--- Provided data ---

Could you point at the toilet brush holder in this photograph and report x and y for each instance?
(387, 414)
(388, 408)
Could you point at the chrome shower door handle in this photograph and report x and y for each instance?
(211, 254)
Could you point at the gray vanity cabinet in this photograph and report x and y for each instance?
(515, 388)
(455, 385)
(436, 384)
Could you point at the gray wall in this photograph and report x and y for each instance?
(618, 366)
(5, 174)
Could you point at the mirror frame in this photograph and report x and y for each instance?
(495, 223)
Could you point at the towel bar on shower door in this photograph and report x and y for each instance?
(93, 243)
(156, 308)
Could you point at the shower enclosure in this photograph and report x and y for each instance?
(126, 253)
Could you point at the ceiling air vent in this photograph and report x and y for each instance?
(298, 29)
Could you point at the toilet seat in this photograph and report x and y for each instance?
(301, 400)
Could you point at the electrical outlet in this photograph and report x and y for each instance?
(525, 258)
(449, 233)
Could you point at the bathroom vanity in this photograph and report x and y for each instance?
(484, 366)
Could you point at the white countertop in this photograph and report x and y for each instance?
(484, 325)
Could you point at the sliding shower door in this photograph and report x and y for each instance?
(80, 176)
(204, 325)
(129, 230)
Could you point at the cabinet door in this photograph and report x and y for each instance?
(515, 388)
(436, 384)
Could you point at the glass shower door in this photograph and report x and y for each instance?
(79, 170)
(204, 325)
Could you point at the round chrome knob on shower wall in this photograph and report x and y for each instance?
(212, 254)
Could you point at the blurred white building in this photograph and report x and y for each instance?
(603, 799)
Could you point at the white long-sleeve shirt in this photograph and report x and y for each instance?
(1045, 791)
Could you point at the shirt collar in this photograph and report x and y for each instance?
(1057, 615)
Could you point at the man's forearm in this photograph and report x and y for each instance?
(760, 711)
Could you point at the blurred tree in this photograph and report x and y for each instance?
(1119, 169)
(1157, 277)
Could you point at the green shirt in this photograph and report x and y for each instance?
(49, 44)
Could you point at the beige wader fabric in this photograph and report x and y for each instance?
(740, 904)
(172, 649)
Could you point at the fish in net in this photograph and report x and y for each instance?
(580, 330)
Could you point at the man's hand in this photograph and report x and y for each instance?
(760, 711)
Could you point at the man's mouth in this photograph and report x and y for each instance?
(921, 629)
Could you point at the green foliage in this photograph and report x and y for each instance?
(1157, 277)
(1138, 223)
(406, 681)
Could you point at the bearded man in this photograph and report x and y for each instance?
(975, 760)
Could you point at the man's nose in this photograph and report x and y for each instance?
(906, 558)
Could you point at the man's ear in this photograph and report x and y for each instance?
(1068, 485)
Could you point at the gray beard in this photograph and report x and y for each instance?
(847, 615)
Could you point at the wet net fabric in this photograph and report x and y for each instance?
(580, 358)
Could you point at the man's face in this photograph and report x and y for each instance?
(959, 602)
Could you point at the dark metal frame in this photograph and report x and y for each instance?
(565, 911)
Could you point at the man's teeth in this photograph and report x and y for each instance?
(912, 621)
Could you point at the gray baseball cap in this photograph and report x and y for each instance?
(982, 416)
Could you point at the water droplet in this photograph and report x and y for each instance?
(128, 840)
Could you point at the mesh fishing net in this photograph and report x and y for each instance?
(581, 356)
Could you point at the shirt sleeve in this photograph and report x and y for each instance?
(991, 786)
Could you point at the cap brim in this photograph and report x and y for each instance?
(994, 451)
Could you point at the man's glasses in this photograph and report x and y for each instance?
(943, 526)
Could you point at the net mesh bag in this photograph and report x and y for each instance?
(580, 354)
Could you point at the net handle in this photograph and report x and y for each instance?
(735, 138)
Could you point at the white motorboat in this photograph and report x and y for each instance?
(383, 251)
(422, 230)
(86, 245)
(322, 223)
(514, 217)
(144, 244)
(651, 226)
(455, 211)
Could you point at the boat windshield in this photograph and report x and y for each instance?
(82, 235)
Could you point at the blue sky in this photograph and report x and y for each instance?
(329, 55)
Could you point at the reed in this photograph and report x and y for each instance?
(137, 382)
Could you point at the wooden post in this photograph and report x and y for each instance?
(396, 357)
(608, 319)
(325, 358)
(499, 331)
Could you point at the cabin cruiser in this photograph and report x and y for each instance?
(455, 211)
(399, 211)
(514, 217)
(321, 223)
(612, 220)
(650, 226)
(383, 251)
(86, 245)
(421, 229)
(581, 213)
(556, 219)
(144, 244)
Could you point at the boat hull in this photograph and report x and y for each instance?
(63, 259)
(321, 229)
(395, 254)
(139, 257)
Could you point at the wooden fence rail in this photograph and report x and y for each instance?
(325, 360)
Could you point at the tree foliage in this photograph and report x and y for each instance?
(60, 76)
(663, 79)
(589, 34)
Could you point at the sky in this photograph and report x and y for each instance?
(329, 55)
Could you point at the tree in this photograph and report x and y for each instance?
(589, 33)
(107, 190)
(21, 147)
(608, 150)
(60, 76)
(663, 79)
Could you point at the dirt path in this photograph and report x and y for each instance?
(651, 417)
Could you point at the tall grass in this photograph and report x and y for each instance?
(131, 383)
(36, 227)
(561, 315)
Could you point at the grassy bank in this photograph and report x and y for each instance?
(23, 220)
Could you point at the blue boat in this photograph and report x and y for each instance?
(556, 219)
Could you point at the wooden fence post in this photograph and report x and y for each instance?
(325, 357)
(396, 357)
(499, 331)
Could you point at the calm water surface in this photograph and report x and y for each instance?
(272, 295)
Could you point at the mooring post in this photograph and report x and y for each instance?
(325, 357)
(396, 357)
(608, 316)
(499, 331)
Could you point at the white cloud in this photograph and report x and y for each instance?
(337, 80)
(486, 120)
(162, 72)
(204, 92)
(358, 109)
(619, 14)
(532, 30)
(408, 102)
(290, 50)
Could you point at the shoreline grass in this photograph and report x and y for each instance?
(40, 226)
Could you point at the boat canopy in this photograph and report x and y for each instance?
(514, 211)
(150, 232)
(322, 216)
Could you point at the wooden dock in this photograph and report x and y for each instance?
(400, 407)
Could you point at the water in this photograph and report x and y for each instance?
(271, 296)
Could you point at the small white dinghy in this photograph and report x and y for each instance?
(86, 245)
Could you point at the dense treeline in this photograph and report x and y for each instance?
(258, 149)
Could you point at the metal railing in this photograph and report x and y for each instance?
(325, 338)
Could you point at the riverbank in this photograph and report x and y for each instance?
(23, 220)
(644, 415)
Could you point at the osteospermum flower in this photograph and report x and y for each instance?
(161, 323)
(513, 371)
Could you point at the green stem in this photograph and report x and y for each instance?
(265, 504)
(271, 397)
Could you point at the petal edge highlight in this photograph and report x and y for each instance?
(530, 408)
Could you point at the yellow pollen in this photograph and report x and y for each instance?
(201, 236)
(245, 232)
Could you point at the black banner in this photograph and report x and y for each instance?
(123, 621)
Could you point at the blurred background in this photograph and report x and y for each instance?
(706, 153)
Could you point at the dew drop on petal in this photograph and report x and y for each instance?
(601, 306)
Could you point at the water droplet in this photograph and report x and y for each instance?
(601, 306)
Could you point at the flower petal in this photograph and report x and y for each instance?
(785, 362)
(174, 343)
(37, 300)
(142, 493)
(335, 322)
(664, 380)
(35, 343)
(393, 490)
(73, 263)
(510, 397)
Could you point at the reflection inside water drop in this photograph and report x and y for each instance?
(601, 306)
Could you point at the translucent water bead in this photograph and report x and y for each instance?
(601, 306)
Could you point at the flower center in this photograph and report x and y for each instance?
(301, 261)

---

• Given instruction
Reproduce every one of the entries above verbatim, altering neither wording nor punctuation.

• Answer to this task
Could you point at the toilet brush holder in this photograph and report x and y for each instance?
(387, 414)
(388, 408)
Could you point at the chrome shower door handle in this photograph and report x and y for each instance?
(211, 254)
Could you point at the gray vanity cabinet in this photograph and report x and y for each instance?
(515, 388)
(455, 385)
(436, 384)
Could you point at the gray wall in this photograph and report x and y for each instance?
(618, 366)
(5, 174)
Could you point at the mirror frame in this photograph and report x and y for each instance?
(495, 223)
Could you point at the towel bar on shower door in this photograph and report x and y for each instance?
(93, 243)
(156, 308)
Could you point at the shower enclosure in this photograph and report x and y for each instance?
(126, 253)
Could you point at the ceiling air vent in this photograph and report x and y for each instance?
(298, 29)
Could you point at the toilet seat in this photograph and report x and y for each instance?
(301, 400)
Could you point at the electrical outlet in this photograph and report x and y for each instance?
(525, 258)
(449, 233)
Could you point at the bathroom vanity in this photograph and report x and y for each instance?
(484, 366)
Could you point at the white countertop in this photograph and report x and y for each instance?
(484, 325)
Could you point at the sliding shower door in this photograph and report x and y for each instance?
(80, 176)
(204, 325)
(129, 230)
Could you point at the cabinet door in this photograph and report x and y for each instance?
(515, 388)
(436, 384)
Could you point at the glass shower door in this photograph and report x and y for each instance?
(79, 170)
(204, 325)
Could you point at the round chrome knob on shower wall in this photograph and report x and y for each instance?
(212, 254)
Could you point at the blurred white building in this photograph and report x and y for each instance?
(603, 799)
Could you point at the white long-sleeve shirt in this photograph and report x and y for each instance?
(1045, 791)
Could you point at the shirt collar in this photograph and report x and y for each instance?
(1057, 615)
Could you point at the man's forearm in this photograph and report x and y for each instance?
(760, 711)
Could you point at the blurred tree in this photograph and report x and y for each instance?
(1119, 169)
(1157, 277)
Could you point at the green shirt in this photograph and report x and y for each instance?
(49, 44)
Could you point at the beige wader fabric in this photograph and report x and y for each instance?
(740, 904)
(172, 649)
Could you point at the fish in net in this photograph and report x and y for each instance?
(580, 330)
Could you point at the man's hand in this photograph and report x and y for each instance?
(760, 711)
Could you point at the man's mouth in this photograph and report x and y for each instance?
(921, 629)
Could you point at the green foliage in this photograph and report x and y for each instance?
(1157, 277)
(1138, 223)
(406, 681)
Could you point at the bearded man in this photograph and report x and y for each instance?
(975, 760)
Could you point at the man's nose in this photograph and report x and y for each instance?
(906, 558)
Could you point at the man's ear in this photograph and report x and y for each instance?
(1068, 485)
Could you point at the gray beard in this photograph and report x and y for each instance?
(847, 615)
Could you point at the wet net fabric in this photograph and report x and y for each instance?
(580, 358)
Could you point at the man's face in this photograph and report x and y for each instance?
(959, 602)
Could you point at the dark metal frame in this photograph and report x and y for each instance?
(565, 911)
Could you point at the man's teeth in this photograph and report x and y for each instance?
(912, 621)
Could you point at the gray baseball cap in this photograph and report x and y for each instance?
(982, 416)
Could you point at the water droplet in this photograph and report x and y for each instance?
(128, 840)
Could you point at the mesh fishing net in this photograph and report x and y for each instance?
(581, 356)
Could you point at the shirt sleeve in this photograph and report x and y for each instance?
(991, 786)
Could you point at the cap brim in this photograph and report x and y for each instance?
(994, 451)
Could you point at the man's glasses in this photograph and report x and y for each instance?
(943, 526)
Could you point at the net mesh bag in this photograph and report x and y for each instance?
(580, 354)
Could you point at the net handle in this photograph and report x and y for each instance?
(735, 138)
Could you point at the white motorboat in this photograph and report x and y for each instance?
(383, 251)
(422, 230)
(86, 245)
(322, 223)
(514, 217)
(144, 244)
(651, 226)
(455, 211)
Could you point at the boat windshield in this photograph and report x and y for each instance?
(82, 235)
Could you point at the blue sky in this photograph and report x and y for each instance?
(329, 55)
Could you point at the reed in this photograph and report x and y for each instance?
(137, 382)
Could you point at the wooden post in this photograph and report x and y for each instance?
(396, 357)
(608, 319)
(325, 358)
(499, 331)
Could you point at the cabin cruiser in this photograph and report x and y for each instance?
(455, 211)
(399, 211)
(514, 217)
(321, 223)
(612, 220)
(650, 226)
(383, 251)
(86, 245)
(421, 229)
(581, 213)
(556, 219)
(144, 244)
Could you point at the boat hull in this photograph and report x and y for each instance?
(63, 259)
(321, 229)
(395, 254)
(139, 257)
Could you point at the wooden fence rail in this photograph and report x and y for each instance?
(325, 360)
Could you point at the tree foliage in this photograph and report x and y for each instance?
(60, 76)
(663, 79)
(589, 34)
Could you point at the sky in this photograph and report x and y for each instance?
(329, 55)
Could you point at the tree in this photograph and report x and y for each instance?
(589, 33)
(107, 190)
(21, 147)
(608, 150)
(60, 76)
(663, 79)
Could you point at the dirt path in this photograph and report x and y for each instance?
(651, 417)
Could you point at the tall grass in this photograph and report x and y for each instance?
(131, 383)
(36, 227)
(561, 315)
Could you point at the grassy bank in this photograph and report x and y for each instance?
(23, 220)
Could you point at the blue boat in this photograph and report x and y for each instance?
(556, 219)
Could you point at the wooden fence post in this photograph and report x and y for each instance?
(325, 357)
(396, 357)
(499, 331)
Could you point at the calm water surface in this photograph and report x and y for each instance?
(272, 295)
Could you point at the mooring post in this photograph and report x and y for each instance?
(325, 357)
(396, 357)
(608, 316)
(499, 331)
Could you point at the white cloud in this photograph and report x and y for each instance?
(337, 80)
(486, 120)
(162, 72)
(204, 92)
(358, 109)
(619, 14)
(532, 30)
(408, 102)
(290, 50)
Could you point at the shoreline grass in this photograph and report x and y for each instance?
(40, 226)
Could you point at the boat canopy in this photograph and report x and y for each instance?
(514, 211)
(150, 232)
(322, 216)
Could you point at the wooden dock in this photograph and report x and y for each instance?
(400, 407)
Could you point at the water in this photograph and report x and y for each instance?
(271, 296)
Could you point at the small white dinghy in this photograph and report x and y for each instance?
(86, 245)
Could you point at the dense treeline in this photograph and report x and y for each instance?
(258, 149)
Could you point at the metal railing in this photograph and report x and y for each instance?
(325, 338)
Could you point at the riverbank in this photograph and report x and y for each instance?
(23, 220)
(644, 415)
Could you point at the osteospermum flower in this photograph and report x and y for each instance?
(161, 323)
(513, 371)
Could you point at the green stem in this photograph and report x and y for each instance?
(265, 504)
(271, 397)
Could you point at the petal edge highlight in this photograph and report x and y for each instance?
(530, 408)
Could you point at the yellow pollen in this photograph and report x and y for each instance?
(201, 236)
(245, 232)
Could you point at the black banner in this photograph and report x and y for each instance?
(123, 621)
Could you point at the blurred background in this photograph and report x and y for each instance?
(706, 153)
Could you point at the dew drop on petal in this photograph and report x and y for each instance?
(601, 306)
Could you point at the water droplet in this photograph and report x and y for each instance?
(601, 306)
Could you point at the flower petal in this photograph and report x and y for each instance?
(785, 362)
(174, 343)
(37, 300)
(142, 493)
(335, 322)
(664, 380)
(35, 343)
(393, 490)
(73, 263)
(510, 397)
Could you point at the reflection inside water drop in this photograph and report x and y for each instance?
(601, 306)
Could you point at the translucent water bead in this photograph and report x and y for each instance?
(601, 306)
Could you point at the flower center in this photograph and report x and y for each instance?
(301, 261)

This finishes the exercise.